▶ _Page_:
In this notebook, we will have an exercise of text mining: find report categories.
    
Assume the situation that you have a lot of folder and files (over 10000 files or more), 
only few of them are drilling/completion reports you need. 
And the reports may also be saved in different types as *.pdf, *.doc, *.xlsx

So have a clear workflow to find these files in a clearly organzied folder is very useful.

In this workflow, the judgement is only focus on file names.

** I use fuzzywuzzy library to calculale string distance.
Here is the link of how to install and use: https://www.geeksforgeeks.org/fuzzywuzzy-python-library/

In [1]:
import numpy as np
import pandas as pd 
import os
# import textdistance
from fuzzywuzzy import fuzz
import re 



### 1. Scan and get pathes of all files within the given root path

In [2]:
# function comes from: https://thispointer.com/python-how-to-get-list-of-files-in-directory-and-sub-directories/
def getListOfFiles(dirName):
    # create a list of file and sub directories 
    # names in the given directory 
    listOfFile = os.listdir(dirName)
    allFiles = list()
    # Iterate over all the entries
    for entry in listOfFile:
        # Create full path
        fullPath = os.path.join(dirName, entry)
        # If entry is a directory then get the list of files in this directory 
        if os.path.isdir(fullPath):
            allFiles = allFiles + getListOfFiles(fullPath)
        else:
            allFiles.append(fullPath)

▶ _Data block_:
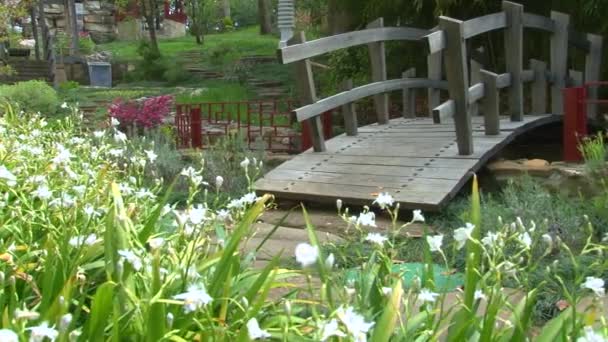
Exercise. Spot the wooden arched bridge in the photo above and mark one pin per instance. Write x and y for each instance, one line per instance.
(424, 161)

▶ _Complete the following_:
(1) Which library does the file-search notebook use to calculate string distance?
(2) Reproduce word for word the passage of the file-search notebook from "### 1. Scan" up to and including "listOfFile = os.listdir(dirName)".
(3) Pick up the file-search notebook where it stops and write what comes next.

▶ _Results for each task_:
(1) The fuzzywuzzy library.

(2)
### 1. Scan and get pathes of all files within the given root path

In [2]:
# function comes from: https://thispointer.com/python-how-to-get-list-of-files-in-directory-and-sub-directories/
def getListOfFiles(dirName):
    # create a list of file and sub directories 
    # names in the given directory 
    listOfFile = os.listdir(dirName)

(3)
                
    return allFiles  

In [3]:
root = r'C:\MXD\courses'
filePath = getListOfFiles(root)

In [4]:
len(filePath)

7828

In [5]:
filePath[1111]

"C:\\MXD\\courses\\PETE 603\\Wattenbarger exam\\ExamB 20'05.pdf"

In [6]:
# get all file names without path
rows = []
for file in filePath:
    re1 = [i.start() for i in re.finditer(r'[\\]', file)]
    
    FileFullName = file[re1[-1]+1:]
    re2 = [i.start() for i in re.finditer(r'[.]', FileFullName)]
    if re2:
        fileName = FileFullName[:re2[-1]]
        Extension = FileFullName[re2[-1]+1:]
    else:
        fileName = FileFullName 
        Extension = []
    
    dictfile = {'Path': file[:re1[-1]], 'FileFullName': file[re1[-1]+1:], 'FileName': fileName, 'Extension': Extension}
    rows.append(dictfile)
    
df = pd.DataFrame.from_dict(rows, orient='columns')
df.head()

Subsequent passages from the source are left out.